A common theme in 2018 so far seems to revolve around eliminating our dependency on single use disposables and plastics. Often this seems to be done at a policy maker’s level without enough thought as to the implementation.
We’ve written several articles promoting the benefits of correct sortation and recycling of disposables. Rather than the blanket “ban x product from the shelf” style statements that seem so commonplace, we could drastically reduce the amount of plastics that end up in landfill by simply improving sortation and recycling facilities to allow the waste to be processed.
It’s true that our reliance on disposables can be reduced to some extent, but there will always be a demand for the items (hygiene grounds within the NHS for example). Nearly all plastics are easily processed if sent to the correct facility without contamination.
Evian is an example of a company investing in better recycling facilities and looking to promote a more sustainable use of plastics, bottles in this instance. Their aim is for all plastic bottles to be made from recycled plastics by 2020. Evian is working with governments and waste processors to secure a sufficient supply of recycled plastics to accomplish this. More details at: https://news.nationalgeographic.com/2018/04/sponsor-content-changing-the-way-we-think-about-plastics/
Hopefully other similar companies will follow suit and get behind plastic recycling schemes.
As you’ve no doubt noticed, disposables and single-use plastics are very much in the media spotlight at the moment. Much of this started after the airing of David Attenborough’s Blue Planet 2 in late 2017. This highlighted the environmental impact of plastics / microplastics and waste dumping on our oceans and their associated inhabitants.
Above all the series got people thinking about where their packaging goes after disposal. The public has started to question when they choose to use disposables and ask how the material is handled after we’ve finished with it. This has in-turn put pressure on high profile volume users of disposables to look at the way they handle their disposable waste.

→ **Work instructions**
- a) Answer these from the passage on single-use plastics:
(i) By what year does Evian aim for all its plastic bottles to be made from recycled plastics?
(ii) Which program, aired in late 2017, is said to have started much of the media attention on single-use plastics?
(iii) What example does the passage give of grounds on which demand for disposables will remain?
- b) Reproduce the stretch of the passage on single-use plastics from "Above all the" through "their disposable waste.".

Saved entries:
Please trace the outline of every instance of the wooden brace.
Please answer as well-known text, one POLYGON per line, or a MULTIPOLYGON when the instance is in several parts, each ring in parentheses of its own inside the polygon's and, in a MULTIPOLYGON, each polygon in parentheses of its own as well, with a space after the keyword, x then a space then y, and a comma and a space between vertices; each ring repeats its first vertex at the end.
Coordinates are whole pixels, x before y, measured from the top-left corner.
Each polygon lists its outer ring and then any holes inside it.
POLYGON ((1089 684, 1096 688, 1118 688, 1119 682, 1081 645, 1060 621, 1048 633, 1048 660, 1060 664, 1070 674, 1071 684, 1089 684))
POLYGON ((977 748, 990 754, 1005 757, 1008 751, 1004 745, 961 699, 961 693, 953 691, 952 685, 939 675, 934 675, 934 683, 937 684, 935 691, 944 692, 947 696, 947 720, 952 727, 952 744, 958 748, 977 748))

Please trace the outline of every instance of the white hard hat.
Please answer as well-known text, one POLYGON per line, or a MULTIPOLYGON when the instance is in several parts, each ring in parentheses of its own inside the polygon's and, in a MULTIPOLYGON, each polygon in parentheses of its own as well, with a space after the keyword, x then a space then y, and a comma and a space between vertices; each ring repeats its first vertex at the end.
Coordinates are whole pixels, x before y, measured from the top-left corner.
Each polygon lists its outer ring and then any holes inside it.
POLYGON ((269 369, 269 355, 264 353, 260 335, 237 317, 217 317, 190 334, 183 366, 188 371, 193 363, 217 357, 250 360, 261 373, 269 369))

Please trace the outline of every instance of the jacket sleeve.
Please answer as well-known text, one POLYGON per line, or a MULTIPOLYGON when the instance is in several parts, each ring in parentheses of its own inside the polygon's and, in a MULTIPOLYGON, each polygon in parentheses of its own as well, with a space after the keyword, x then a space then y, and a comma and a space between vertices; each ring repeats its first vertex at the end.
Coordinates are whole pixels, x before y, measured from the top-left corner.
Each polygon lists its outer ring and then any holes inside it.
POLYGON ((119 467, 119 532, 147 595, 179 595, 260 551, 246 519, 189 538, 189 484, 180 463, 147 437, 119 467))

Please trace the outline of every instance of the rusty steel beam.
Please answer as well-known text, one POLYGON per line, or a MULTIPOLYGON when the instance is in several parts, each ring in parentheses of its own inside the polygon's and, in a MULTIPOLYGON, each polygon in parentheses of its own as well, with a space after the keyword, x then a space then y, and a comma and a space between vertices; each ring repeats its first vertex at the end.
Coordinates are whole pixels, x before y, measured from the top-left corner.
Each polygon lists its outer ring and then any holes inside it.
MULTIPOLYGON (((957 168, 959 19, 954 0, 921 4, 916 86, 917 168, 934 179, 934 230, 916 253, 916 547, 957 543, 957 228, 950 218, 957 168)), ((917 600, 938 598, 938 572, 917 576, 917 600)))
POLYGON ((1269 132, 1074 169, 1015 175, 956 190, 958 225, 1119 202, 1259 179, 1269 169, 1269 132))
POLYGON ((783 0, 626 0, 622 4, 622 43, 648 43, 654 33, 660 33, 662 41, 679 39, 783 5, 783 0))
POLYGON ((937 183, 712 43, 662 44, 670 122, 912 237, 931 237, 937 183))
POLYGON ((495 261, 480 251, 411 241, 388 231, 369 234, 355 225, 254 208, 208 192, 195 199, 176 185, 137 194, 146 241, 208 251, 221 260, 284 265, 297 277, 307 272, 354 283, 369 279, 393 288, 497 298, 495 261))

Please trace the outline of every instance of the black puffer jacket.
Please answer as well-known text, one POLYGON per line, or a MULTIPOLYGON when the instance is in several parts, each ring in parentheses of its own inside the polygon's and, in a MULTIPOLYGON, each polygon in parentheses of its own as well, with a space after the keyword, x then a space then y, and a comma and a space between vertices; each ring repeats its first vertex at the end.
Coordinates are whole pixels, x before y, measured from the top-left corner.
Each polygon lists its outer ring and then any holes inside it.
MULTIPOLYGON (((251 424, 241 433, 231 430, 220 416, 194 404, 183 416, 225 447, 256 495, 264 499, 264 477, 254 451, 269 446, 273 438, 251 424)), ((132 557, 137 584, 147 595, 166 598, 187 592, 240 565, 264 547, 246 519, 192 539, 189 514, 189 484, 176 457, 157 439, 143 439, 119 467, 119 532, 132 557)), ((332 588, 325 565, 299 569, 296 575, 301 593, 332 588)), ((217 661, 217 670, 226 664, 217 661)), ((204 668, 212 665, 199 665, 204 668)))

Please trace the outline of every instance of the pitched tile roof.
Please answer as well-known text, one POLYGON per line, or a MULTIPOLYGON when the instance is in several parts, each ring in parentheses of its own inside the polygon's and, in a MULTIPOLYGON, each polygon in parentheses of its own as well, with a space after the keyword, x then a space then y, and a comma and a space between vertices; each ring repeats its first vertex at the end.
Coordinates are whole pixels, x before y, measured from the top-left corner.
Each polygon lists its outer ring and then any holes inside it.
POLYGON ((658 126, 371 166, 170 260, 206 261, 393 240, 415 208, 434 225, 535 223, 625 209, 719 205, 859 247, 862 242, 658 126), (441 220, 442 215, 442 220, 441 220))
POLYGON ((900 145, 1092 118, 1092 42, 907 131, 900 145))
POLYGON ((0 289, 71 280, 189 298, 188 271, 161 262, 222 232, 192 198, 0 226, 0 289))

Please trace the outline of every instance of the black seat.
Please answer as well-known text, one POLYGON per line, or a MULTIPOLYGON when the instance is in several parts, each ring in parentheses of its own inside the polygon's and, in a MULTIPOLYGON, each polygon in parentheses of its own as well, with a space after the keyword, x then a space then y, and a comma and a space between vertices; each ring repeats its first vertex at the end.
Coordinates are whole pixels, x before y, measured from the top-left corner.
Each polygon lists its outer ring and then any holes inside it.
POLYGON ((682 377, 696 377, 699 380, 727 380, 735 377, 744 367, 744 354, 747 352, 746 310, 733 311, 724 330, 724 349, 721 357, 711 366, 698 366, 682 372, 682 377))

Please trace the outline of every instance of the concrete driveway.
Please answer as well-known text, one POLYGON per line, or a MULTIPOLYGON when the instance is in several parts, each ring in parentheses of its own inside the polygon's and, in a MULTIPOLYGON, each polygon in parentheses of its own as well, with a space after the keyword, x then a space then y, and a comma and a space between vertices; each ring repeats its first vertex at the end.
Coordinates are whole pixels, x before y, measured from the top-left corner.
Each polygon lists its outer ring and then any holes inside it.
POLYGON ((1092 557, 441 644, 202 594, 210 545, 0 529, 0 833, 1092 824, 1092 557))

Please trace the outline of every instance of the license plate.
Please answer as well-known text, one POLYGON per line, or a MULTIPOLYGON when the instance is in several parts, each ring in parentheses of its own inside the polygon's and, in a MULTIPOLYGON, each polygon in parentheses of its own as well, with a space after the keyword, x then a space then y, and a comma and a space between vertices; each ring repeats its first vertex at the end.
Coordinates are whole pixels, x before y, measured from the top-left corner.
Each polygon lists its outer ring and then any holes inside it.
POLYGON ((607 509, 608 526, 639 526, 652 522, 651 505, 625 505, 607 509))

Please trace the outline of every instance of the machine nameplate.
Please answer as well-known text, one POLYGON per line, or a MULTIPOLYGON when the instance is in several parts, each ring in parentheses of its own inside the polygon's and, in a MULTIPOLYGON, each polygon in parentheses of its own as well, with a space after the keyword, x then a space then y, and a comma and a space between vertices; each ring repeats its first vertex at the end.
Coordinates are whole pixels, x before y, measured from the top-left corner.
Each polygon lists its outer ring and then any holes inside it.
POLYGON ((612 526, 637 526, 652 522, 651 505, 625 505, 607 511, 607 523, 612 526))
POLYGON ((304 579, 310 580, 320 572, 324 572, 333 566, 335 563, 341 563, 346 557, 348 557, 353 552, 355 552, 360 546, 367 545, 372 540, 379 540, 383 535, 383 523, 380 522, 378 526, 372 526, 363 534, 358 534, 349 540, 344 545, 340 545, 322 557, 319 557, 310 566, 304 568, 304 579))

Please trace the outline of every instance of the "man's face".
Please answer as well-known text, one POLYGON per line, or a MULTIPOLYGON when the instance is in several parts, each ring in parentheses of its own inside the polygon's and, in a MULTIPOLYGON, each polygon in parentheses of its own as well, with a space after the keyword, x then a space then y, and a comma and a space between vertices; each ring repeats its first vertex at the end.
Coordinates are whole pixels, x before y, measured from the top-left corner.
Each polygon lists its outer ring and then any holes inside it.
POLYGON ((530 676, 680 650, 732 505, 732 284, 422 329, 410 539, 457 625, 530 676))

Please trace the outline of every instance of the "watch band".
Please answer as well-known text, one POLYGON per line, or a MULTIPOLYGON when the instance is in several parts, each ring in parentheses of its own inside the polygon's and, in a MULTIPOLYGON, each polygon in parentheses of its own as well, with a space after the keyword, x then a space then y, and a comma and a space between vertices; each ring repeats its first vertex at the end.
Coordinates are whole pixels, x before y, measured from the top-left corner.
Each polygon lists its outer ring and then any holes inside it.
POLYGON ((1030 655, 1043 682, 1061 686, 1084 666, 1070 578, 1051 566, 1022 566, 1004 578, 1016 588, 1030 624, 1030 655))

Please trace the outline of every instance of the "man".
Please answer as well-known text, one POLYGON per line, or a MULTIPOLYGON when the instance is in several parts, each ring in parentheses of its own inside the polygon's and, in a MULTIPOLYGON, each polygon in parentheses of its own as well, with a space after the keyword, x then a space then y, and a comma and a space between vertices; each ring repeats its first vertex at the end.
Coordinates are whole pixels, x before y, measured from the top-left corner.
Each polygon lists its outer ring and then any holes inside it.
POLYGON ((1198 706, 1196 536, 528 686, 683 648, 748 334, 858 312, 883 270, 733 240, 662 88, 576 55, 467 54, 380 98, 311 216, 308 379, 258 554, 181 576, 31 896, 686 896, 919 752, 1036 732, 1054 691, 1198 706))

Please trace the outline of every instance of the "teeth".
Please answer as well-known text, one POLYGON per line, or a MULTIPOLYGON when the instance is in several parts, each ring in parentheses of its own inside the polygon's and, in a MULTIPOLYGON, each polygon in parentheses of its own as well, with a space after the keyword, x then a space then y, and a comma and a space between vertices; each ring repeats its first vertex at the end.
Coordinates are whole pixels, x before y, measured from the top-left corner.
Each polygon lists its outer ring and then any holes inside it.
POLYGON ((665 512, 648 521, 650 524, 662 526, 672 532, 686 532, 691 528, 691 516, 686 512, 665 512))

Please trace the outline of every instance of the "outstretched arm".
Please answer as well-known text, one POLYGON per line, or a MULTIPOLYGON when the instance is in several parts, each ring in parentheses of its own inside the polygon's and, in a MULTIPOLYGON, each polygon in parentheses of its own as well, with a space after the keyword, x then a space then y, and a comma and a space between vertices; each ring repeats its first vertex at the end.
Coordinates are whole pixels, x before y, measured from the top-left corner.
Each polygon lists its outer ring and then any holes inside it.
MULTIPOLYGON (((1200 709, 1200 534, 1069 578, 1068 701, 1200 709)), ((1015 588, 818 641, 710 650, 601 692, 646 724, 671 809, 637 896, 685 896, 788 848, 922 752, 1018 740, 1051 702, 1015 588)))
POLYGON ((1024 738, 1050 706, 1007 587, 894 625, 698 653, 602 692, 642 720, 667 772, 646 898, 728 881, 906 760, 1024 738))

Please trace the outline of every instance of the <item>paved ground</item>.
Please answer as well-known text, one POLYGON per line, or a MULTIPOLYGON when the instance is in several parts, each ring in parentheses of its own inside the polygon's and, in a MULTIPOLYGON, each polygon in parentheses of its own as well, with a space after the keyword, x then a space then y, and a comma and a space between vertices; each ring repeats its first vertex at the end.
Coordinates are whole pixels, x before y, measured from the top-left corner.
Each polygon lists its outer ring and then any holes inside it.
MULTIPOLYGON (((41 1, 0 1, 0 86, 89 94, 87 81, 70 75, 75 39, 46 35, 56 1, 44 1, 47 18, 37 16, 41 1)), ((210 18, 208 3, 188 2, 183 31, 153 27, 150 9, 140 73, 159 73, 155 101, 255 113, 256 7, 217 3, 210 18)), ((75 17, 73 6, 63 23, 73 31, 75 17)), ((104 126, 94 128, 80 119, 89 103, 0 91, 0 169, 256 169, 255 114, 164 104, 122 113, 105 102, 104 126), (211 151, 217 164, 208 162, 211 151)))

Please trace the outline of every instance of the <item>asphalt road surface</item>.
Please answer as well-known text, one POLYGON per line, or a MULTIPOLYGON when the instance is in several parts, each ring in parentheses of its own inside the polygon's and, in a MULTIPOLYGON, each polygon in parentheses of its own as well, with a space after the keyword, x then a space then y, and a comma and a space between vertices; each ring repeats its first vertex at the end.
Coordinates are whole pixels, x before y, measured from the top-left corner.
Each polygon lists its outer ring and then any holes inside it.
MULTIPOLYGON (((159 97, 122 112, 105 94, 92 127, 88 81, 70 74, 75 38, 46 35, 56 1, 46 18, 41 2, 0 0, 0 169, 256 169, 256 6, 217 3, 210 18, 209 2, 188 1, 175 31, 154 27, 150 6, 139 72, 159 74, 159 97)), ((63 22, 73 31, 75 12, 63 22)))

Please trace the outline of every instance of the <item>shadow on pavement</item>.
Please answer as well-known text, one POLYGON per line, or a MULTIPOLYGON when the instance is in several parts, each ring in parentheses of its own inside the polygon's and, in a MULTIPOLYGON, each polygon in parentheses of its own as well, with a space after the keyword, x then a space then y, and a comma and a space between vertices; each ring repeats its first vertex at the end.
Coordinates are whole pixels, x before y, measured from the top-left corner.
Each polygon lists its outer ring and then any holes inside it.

→ **Answers for the tasks**
- a)
(i) 2020
(ii) David Attenborough's Blue Planet 2
(iii) Hygiene grounds within the NHS

- b)
Above all the series got people thinking about where their packaging goes after disposal. The public has started to question when they choose to use disposables and ask how the material is handled after we’ve finished with it. This has in-turn put pressure on high profile volume users of disposables to look at the way they handle their disposable waste.